WHAT YOU NEED TO DO:
Repeat the records given below in full, with no changes.
Segment Start: GIVEN RECORDS
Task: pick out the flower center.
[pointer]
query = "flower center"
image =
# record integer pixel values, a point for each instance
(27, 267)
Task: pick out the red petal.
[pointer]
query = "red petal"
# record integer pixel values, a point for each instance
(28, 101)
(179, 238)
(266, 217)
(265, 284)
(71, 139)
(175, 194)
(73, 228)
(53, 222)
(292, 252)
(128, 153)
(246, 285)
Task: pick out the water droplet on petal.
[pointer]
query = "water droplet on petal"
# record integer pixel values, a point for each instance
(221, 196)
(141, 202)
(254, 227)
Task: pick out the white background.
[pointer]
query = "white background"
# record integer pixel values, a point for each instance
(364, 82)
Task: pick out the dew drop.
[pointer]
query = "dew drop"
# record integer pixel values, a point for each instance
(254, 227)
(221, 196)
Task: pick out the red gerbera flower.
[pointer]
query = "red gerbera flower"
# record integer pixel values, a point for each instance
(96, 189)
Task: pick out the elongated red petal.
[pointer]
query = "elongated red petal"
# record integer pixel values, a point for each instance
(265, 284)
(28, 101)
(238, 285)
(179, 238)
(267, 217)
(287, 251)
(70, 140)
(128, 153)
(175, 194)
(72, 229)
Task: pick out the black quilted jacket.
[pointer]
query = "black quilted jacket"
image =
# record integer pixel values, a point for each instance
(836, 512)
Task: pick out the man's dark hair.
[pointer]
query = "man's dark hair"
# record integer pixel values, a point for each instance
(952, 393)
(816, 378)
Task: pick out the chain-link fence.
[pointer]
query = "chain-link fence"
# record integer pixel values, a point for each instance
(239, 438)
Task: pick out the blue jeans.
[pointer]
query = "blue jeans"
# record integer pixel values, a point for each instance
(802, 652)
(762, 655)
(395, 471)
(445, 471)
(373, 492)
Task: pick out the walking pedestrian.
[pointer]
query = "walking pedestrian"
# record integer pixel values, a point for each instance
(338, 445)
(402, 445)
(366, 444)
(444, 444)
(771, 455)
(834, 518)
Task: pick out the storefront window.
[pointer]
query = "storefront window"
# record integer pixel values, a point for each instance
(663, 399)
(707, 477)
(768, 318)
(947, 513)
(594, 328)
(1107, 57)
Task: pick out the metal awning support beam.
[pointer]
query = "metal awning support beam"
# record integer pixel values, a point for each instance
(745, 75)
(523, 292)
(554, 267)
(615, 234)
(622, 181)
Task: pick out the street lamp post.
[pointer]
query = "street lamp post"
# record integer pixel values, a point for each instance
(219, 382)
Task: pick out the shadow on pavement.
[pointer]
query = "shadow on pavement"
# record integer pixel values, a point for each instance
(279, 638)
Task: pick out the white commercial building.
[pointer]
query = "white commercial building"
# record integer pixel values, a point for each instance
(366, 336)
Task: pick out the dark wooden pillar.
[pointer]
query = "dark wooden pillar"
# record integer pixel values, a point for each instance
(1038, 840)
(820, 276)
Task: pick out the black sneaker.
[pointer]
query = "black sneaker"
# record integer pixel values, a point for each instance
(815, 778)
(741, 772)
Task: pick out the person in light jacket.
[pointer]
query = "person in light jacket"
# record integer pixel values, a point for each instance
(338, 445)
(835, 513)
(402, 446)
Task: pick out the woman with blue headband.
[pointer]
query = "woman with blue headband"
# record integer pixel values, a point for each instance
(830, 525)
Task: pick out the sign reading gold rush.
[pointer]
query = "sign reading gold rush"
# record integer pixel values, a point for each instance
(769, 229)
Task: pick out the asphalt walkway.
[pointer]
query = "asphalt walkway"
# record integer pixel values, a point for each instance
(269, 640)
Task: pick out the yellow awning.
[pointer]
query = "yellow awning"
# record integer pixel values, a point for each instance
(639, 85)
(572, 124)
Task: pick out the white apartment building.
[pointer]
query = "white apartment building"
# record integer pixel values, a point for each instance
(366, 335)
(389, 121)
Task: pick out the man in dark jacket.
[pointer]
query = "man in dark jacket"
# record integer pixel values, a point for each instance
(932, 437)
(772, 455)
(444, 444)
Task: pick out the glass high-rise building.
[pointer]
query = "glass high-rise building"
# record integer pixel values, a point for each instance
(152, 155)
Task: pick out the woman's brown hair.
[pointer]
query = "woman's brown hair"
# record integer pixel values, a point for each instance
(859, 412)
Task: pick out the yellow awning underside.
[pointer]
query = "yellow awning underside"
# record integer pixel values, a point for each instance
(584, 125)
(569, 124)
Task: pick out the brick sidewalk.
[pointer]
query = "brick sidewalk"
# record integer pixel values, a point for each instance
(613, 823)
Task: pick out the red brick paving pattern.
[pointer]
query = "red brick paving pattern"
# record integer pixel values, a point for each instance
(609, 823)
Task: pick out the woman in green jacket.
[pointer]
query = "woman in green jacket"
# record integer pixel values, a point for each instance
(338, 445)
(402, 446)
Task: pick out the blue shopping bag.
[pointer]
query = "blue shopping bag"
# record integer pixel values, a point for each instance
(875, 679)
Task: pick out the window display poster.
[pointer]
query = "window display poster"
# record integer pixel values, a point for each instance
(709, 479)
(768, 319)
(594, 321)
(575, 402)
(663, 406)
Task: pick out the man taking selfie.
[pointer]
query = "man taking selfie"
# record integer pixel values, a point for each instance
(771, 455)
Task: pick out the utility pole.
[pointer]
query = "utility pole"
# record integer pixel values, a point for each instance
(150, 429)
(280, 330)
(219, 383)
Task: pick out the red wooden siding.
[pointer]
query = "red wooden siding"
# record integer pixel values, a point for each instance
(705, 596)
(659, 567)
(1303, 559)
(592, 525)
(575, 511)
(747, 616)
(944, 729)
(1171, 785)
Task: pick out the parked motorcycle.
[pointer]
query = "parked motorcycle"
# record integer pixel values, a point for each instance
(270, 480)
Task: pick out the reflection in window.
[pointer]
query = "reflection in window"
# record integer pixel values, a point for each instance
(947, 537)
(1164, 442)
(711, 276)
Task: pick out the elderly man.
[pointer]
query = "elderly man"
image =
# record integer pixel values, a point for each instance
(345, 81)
Segment End: GIVEN RECORDS
EXERCISE OUTPUT:
Task: pick out the flower center.
[pointer]
query = "flower center"
image =
# record integer pixel values, a point for each instance
(27, 267)
Task: pick out the red petal.
[pointer]
query = "red petal"
# record integer pixel values, a point for each instance
(28, 101)
(179, 238)
(266, 217)
(265, 284)
(71, 139)
(175, 194)
(73, 228)
(53, 222)
(292, 252)
(128, 153)
(246, 285)
Task: pick out the water droplet on petal.
[pointer]
query = "water droplet on petal"
# record integer pixel values, a point for each instance
(221, 196)
(141, 202)
(254, 227)
Task: pick out the white background.
[pointer]
query = "white background"
# record integer pixel values, a point for each instance
(364, 82)
Task: pick out the dew drop.
[pointer]
query = "dew drop"
# record integer pixel values, a point for each instance
(254, 227)
(221, 196)
Task: pick out the red gerbera flower.
[pointer]
query = "red gerbera flower"
# record integer pixel values, a point for each instance
(96, 189)
Task: pick out the elongated red petal.
[pointer]
query = "elongated red petal"
# record integer pixel values, a point for each instance
(265, 284)
(28, 101)
(238, 285)
(179, 238)
(267, 217)
(287, 251)
(70, 140)
(128, 153)
(175, 194)
(72, 229)
Task: pick out the black quilted jacket.
[pointer]
query = "black quilted jacket"
image =
# record integer pixel values, a point for each instance
(836, 512)
Task: pick out the man's dark hair.
[pointer]
query = "man's dark hair"
# record integer pixel values, a point for each instance
(952, 393)
(816, 378)
Task: pick out the chain-link fence.
[pointer]
query = "chain-link fence"
# record integer pixel values, a point for each instance
(239, 438)
Task: pick out the blue jeans.
[pointer]
query = "blue jeans"
# record integer pixel values, a point for each instance
(802, 652)
(762, 655)
(395, 471)
(445, 471)
(373, 492)
Task: pick out the walking pedestrian.
[pointer]
query = "walking pedestrian"
# record integer pixel values, a point for each instance
(338, 445)
(402, 445)
(366, 444)
(444, 444)
(771, 455)
(834, 518)
Task: pick out the storefront window.
[pointer]
query = "storefront window"
# record integer pixel values, a point for each instance
(663, 399)
(707, 477)
(768, 318)
(947, 513)
(594, 328)
(1107, 57)
Task: pick out the metal awning support beam.
[pointer]
query = "metal awning support beam"
# record integer pixel values, a point for each instance
(745, 75)
(523, 292)
(554, 267)
(615, 234)
(622, 181)
Task: pick out the street lamp post.
[pointer]
query = "street lamp post"
# record integer pixel values, a point for each instance
(219, 382)
Task: pick out the shadow on pavement.
[pointer]
query = "shadow on pavement"
# record integer pixel values, a point for each instance
(279, 638)
Task: pick out the white commercial building.
[pointer]
query = "white commercial building"
# record integer pixel values, a point for each instance
(366, 336)
Task: pick out the dark wooden pillar.
[pointer]
query = "dark wooden pillar"
# record integer pixel values, a point for each instance
(1038, 840)
(820, 276)
Task: pick out the black sneaker.
[pointer]
query = "black sneaker"
# record integer pixel values, a point for each instance
(815, 778)
(741, 772)
Task: pick out the person in light jacket.
[pointer]
query = "person in light jacket"
# record integer pixel values, a point for each instance
(338, 445)
(835, 513)
(402, 446)
Task: pick out the woman with blue headband.
[pointer]
query = "woman with blue headband"
# record integer pixel values, a point for each instance
(830, 525)
Task: pick out the sign reading gold rush.
[pointer]
query = "sign reading gold rush"
# record integer pixel values, a point for each instance
(769, 229)
Task: pick out the asphalt walkway.
[pointer]
query = "asphalt walkway"
# record integer pixel values, a point for each instance
(269, 640)
Task: pick out the yellow awning.
[pointer]
query = "yellow awning"
# record integer pixel values, a point for each instance
(639, 85)
(572, 124)
Task: pick out the white apartment building.
[pointer]
query = "white apartment building"
# record integer pixel values, a point for each instance
(366, 335)
(389, 121)
Task: pick out the man in dark jacket.
[pointer]
query = "man in dark jacket"
# record integer pixel values, a point for each instance
(932, 437)
(772, 455)
(444, 444)
Task: pick out the glass high-rise building.
[pointer]
query = "glass high-rise building"
# record integer pixel values, a point for each instance
(152, 155)
Task: pick out the woman's brown hair.
[pointer]
query = "woman's brown hair"
# record integer pixel values, a point for each instance
(859, 412)
Task: pick out the yellow awning underside.
[pointer]
query = "yellow awning underside"
# record integer pixel values, a point for each instance
(584, 125)
(569, 124)
Task: pick out the brick sidewalk.
[pointer]
query = "brick sidewalk"
# record integer pixel values, a point for each instance
(613, 823)
Task: pick out the red brick paving pattern.
[pointer]
query = "red brick paving pattern"
# record integer pixel values, a point for each instance
(609, 823)
Task: pick out the woman in green jacket.
[pointer]
query = "woman in green jacket"
# record integer pixel values, a point for each instance
(338, 445)
(402, 446)
Task: pick out the blue shopping bag.
[pointer]
query = "blue shopping bag"
# record integer pixel values, a point for each instance
(875, 679)
Task: pick out the window display poster.
[pointer]
query = "window display poster"
# record integer pixel values, a point for each instance
(709, 479)
(768, 319)
(594, 321)
(575, 402)
(663, 406)
Task: pick out the man taking selfie.
[pointer]
query = "man taking selfie"
# record integer pixel values, a point for each instance
(771, 455)
Task: pick out the utility pole.
[pointer]
query = "utility pole"
# record integer pixel values, a point for each instance
(150, 429)
(280, 330)
(219, 383)
Task: pick out the red wooden siding.
[pointer]
query = "red wooden siding"
# record integer pixel values, a point for each instance
(705, 596)
(659, 567)
(1303, 559)
(592, 525)
(575, 511)
(747, 616)
(944, 729)
(1171, 785)
Task: pick out the parked motorcycle.
[pointer]
query = "parked motorcycle"
# record integer pixel values, a point for each instance
(270, 480)
Task: pick out the reflection in window.
[pointer]
query = "reflection in window"
# record integer pixel values, a point for each instance
(947, 537)
(1164, 442)
(711, 276)
Task: pick out the elderly man.
[pointer]
query = "elderly man"
image =
# record integer pixel values, a point for each instance
(345, 81)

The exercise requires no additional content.